== DATASET EXCERPTS ==
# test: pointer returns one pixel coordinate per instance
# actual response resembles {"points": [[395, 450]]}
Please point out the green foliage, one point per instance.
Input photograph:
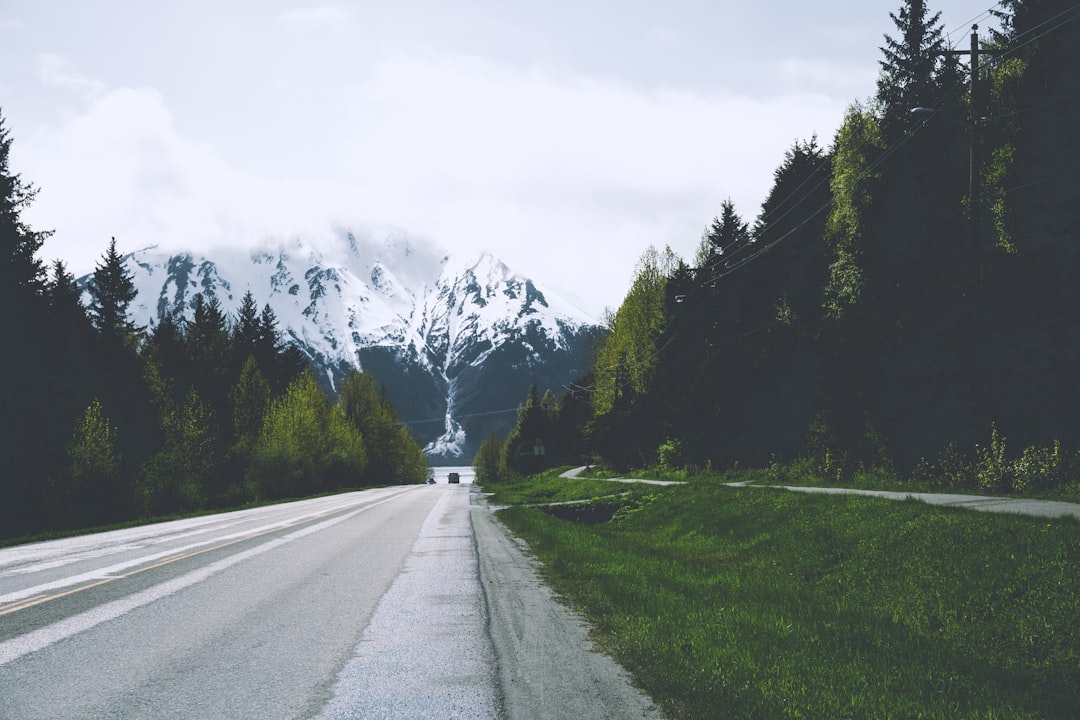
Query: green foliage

== TASK OBJECTIVE ==
Could you return the lines in the entries above that contain "green"?

== OUTPUT ==
Please point out the green foliage, one point per instance.
Query: green foliage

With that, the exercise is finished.